Labeled-object pointing entries:
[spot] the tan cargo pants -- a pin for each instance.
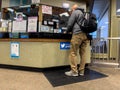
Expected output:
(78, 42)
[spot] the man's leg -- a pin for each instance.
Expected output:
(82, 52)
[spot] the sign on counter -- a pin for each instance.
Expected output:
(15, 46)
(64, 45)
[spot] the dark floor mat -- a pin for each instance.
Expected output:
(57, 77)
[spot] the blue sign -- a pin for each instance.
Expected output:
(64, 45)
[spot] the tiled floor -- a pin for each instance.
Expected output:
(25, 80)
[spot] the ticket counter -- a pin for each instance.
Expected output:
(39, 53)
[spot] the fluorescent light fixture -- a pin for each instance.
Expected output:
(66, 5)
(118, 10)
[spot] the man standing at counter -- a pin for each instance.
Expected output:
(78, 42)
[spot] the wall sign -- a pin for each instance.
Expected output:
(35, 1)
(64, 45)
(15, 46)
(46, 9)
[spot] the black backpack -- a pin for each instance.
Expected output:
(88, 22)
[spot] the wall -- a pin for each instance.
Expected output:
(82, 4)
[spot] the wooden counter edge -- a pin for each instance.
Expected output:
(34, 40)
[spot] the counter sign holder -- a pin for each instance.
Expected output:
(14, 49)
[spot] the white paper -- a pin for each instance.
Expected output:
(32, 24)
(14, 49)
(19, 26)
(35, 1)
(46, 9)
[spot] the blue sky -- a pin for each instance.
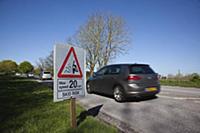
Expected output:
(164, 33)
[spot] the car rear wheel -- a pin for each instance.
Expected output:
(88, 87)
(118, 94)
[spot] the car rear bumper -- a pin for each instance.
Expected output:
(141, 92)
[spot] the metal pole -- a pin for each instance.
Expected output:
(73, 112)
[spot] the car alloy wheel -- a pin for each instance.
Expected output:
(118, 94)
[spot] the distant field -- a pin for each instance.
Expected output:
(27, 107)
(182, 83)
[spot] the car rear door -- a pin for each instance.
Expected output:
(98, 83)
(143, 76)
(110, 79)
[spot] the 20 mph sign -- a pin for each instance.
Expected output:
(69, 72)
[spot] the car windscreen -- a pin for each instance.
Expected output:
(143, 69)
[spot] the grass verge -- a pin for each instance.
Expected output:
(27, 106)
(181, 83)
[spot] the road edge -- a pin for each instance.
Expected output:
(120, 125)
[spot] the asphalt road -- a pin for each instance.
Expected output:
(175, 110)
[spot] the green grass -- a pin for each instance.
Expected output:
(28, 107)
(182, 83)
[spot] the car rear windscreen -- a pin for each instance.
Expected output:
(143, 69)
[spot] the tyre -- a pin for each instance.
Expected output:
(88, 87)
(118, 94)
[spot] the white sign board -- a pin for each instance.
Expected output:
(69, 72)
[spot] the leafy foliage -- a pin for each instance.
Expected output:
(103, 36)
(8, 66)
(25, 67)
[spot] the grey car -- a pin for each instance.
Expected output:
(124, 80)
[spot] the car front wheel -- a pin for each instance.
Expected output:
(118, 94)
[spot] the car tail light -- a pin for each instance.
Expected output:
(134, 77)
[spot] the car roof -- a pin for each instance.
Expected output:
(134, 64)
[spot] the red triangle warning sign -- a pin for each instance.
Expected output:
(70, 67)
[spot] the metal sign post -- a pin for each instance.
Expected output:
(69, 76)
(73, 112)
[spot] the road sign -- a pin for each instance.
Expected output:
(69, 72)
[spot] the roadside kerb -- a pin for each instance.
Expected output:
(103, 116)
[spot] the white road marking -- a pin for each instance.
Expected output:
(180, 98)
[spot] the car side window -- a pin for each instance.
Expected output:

▶ _Directions for this task_: Return the full material word for word. Do not include the pictures.

▶ _The response_:
[spot] the tan cargo pants -- a pin for each instance.
Expected output:
(78, 42)
[spot] the man's leg -- a pin for each instance.
Expected output:
(82, 52)
[spot] the sign on counter -- a pin for each instance.
Expected output:
(15, 46)
(64, 45)
[spot] the dark floor mat -- a pin for each instance.
Expected output:
(57, 77)
[spot] the blue sign -- a pin for each instance.
Expected output:
(64, 45)
[spot] the tiled floor -- a pin for each instance.
Expected output:
(25, 80)
[spot] the ticket counter -- a pin for each instance.
Expected output:
(39, 53)
[spot] the fluorescent light fixture -- a pin for each instance.
Expected output:
(66, 5)
(118, 10)
[spot] the man standing at counter -- a pin for each instance.
Expected output:
(78, 42)
[spot] the wall sign -- a pin for each instance.
Expected output:
(35, 1)
(64, 45)
(15, 46)
(46, 9)
[spot] the black backpack -- a pin for each instance.
Expected output:
(88, 22)
[spot] the wall -- a pin for each instance.
Expected output:
(82, 4)
[spot] the wooden counter edge -- a pin for each instance.
Expected output:
(34, 40)
[spot] the counter sign holder -- a pin for each instance.
Expected output:
(14, 49)
[spot] the white paper -- a pin for each instance.
Expected output:
(32, 24)
(14, 49)
(19, 26)
(35, 1)
(46, 9)
[spot] the blue sky -- a pin for each instance.
Expected output:
(164, 33)
[spot] the car rear wheel -- a pin for each instance.
Expected output:
(88, 87)
(118, 94)
[spot] the car rear bumper -- a pin for each instance.
Expected output:
(141, 92)
[spot] the metal pole -- a pin for each instance.
Expected output:
(73, 112)
[spot] the car alloy wheel -- a pin for each instance.
Expected output:
(118, 94)
[spot] the distant field -- a pin for each instance.
Expected output:
(27, 107)
(182, 83)
[spot] the car rear door -- a pin for each instance.
Expected output:
(98, 83)
(143, 76)
(110, 79)
[spot] the 20 mph sign -- a pin for each instance.
Expected output:
(69, 72)
[spot] the car windscreen -- a pin for each instance.
Expected output:
(143, 69)
[spot] the grass verge -- a pin for each instance.
Expected output:
(27, 106)
(181, 83)
[spot] the road edge -- a pin for each instance.
Expected output:
(120, 125)
[spot] the asphalt road -- a pin for each instance.
Expected output:
(175, 110)
[spot] the green grass -- a pin for each instance.
Expected output:
(28, 107)
(182, 83)
[spot] the car rear windscreen -- a pin for each instance.
Expected output:
(143, 69)
[spot] the tyre -- a pin for each instance.
Expected output:
(88, 87)
(118, 94)
[spot] the white sign board -- a pin for each instance.
Expected output:
(69, 72)
[spot] the leafy foliage -- a pin for each instance.
Expected output:
(103, 36)
(8, 66)
(25, 67)
[spot] the grey car -- a pin for each instance.
Expected output:
(124, 80)
[spot] the car front wheel -- a pin for each instance.
Expected output:
(118, 94)
[spot] the car tail light -- a pin for each instance.
Expected output:
(134, 77)
[spot] the car roof -- a pin for each instance.
Expected output:
(134, 64)
[spot] the red triangle warning sign -- a pin for each instance.
Expected output:
(70, 67)
[spot] the metal sign post -- a pin for each instance.
Expected output:
(69, 76)
(73, 112)
[spot] the road sign -- a pin for each instance.
Expected output:
(69, 72)
[spot] the roadside kerb -- a pin for each instance.
Expected output:
(103, 116)
[spot] the white road marking -- a pin for each instance.
Expected output:
(180, 98)
[spot] the car side window -- a pin for each instance.
Expected output:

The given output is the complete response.